Life Insurance profitable for three quarters in a row:
Insurance business reported profits of Rs1.2bn vs. loss
of Rs1.4bn in 3QF10. According to the management,
profitability was driven by 1) MTM of ULIP policies
(change in valuation of liability), 2) persistency (83% for
last 13months), 3) lower new business strain and 4)
better expense management. Net premium income was
down 16% driven by 59% decline in first year premiums
and only partly offset by 55% growth in renewal
premiums during the quarter. Overall, private sector new
business premiums declined 40% in Q3F11 with
majority of the players suffering in their ULIP portfolio
post the new guidelines. AUM grew 30% in Q3F’11
(55% equity portfolio). Non-ULIP contributed to 38% of
new business. In 9MF11: 1) Operating and commission
expenses reduced by 30bps and 300bps respectively; 2)
ABNL launched 5 traditional and 7 ULIPs (as per new
guidelines).
Reiterate OW: Our SOTP analysis suggests that a
significant gap exists between the intrinsic value and
current market price of Aditya Birla Nuvo (ABNL). In our
view, investors are deterred by its conglomerate
structure – but we think 3QF11 results depict the true
potential of the ABNL business model. We recommend
accumulating the stock at current levels.


Financial Services
Total average assets under management (AUM) grew
decreased by 12% YoY and decreased 13% QoQ to Rs615bn
in 3QF11. The proportion of equity assets to domestic AUM
increased by 670 bps YoY and 300 bps QoQ. Revenues (fee
income) for the quarter increased by 16% YoY and (-)8% QoQ.
Birla Sun Life asset management has ~5.75% market share in
December 2010.


Telecom (excerpt from note published by Indian
Telecom team, dated January 24, 2011)
===============
# [WHAT TO DO]
1. Answer these from the Aditya Birla Nuvo note, one line each:
(a) What persistency rate is cited, and over what period?
(b) What share of new business did non-ULIP products contribute?
(c) What market share did Birla Sun Life asset management have in December 2010?
2. Write the next part of the Aditya Birla Nuvo note, picking up after its final line.
===============
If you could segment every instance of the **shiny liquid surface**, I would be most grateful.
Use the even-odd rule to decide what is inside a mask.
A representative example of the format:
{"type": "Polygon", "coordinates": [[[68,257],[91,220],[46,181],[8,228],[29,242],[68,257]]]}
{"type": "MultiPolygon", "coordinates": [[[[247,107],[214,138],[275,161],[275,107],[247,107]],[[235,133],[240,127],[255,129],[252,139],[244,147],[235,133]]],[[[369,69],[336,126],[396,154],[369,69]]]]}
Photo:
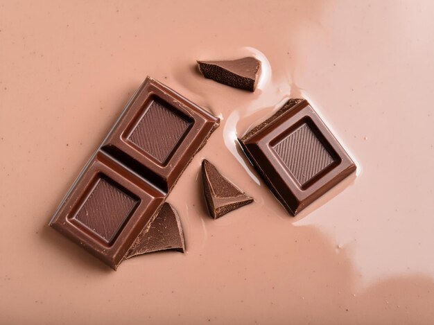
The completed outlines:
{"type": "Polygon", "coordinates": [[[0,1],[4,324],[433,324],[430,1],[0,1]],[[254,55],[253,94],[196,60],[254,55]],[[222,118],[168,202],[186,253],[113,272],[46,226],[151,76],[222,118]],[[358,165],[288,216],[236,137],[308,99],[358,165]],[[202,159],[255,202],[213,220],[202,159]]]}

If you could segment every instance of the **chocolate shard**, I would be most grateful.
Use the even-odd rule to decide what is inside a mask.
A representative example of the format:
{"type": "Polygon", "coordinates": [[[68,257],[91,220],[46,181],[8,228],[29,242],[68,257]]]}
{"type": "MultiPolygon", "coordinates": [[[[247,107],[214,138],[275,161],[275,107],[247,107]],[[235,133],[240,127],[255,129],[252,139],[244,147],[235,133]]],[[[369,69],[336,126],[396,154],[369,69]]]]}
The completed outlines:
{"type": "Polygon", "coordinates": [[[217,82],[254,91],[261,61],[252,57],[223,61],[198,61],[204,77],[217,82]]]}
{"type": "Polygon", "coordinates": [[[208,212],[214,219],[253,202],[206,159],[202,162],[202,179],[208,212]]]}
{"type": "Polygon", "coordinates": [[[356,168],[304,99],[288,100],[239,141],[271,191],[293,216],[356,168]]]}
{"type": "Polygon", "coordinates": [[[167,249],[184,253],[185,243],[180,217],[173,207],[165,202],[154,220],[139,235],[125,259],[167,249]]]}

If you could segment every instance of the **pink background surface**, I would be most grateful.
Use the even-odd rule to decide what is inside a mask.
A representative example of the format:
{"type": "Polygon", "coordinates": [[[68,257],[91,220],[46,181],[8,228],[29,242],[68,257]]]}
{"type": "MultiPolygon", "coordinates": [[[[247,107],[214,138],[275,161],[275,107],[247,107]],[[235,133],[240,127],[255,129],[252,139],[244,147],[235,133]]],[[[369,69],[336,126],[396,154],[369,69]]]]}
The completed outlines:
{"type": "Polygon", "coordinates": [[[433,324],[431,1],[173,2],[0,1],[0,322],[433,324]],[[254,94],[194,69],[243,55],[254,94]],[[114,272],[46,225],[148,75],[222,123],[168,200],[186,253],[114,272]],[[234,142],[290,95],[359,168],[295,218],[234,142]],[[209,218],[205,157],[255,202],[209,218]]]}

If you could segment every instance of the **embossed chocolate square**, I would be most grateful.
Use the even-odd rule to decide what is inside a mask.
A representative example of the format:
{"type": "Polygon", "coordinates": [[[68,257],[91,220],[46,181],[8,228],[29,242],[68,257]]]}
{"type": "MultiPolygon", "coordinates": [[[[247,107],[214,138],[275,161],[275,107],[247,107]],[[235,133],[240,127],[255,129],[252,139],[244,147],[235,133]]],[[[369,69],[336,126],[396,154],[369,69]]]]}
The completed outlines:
===============
# [EXPECTED RESPONSES]
1.
(a) 83%, for the last 13 months.
(b) 38%.
(c) About 5.75%.

2.
Idea Cellular reported better than expected F3Q11 results:
Overall revenues grew 26% YoY and 8% QoQ; while absolute
EBITDA grew 16% YoY and 8% QoQ. EBITDA margins were
flat QoQ at 24%, largely in line with expectations; however,
they were down 188bps YoY. Lower interest costs and lower
effective tax rate led to higher than expected profits, which
grew 43% YoY and 35% QoQ. Overall revenue and EBITDA
were 3% and 2% above our expectations respectively due to
higher minutes of use (MOU) and lesser fall in average revenue
per minute (ARPM). Profits were 18% ahead of expectations.
Key Positives
1) Our thesis of stable tariffs seems to be playing out. ARPM
declined by 1.2% QoQ to Rs0.42/min, the lowest fall in
eight quarters. This coupled with MOU growth of 2% to
401 min/sub/month led to stable ARPU at Rs168/month.
Thus overall wireless revenues grew 8% QoQ. Cumulative

minutes grew 10% QoQ to 93.5bn during the quarter or
over 1bn minutes/day.
2) Passive division EBITDA grew 8% QoQ and margins
improved 365bps to 45.8%.
3) Capex guidance was revised to Rs30bn from Rs40bn
suggested last quarter. This reflects savings and some
spillover into the next quarter. The company has so far
spent Rs17.5bn in F2011E.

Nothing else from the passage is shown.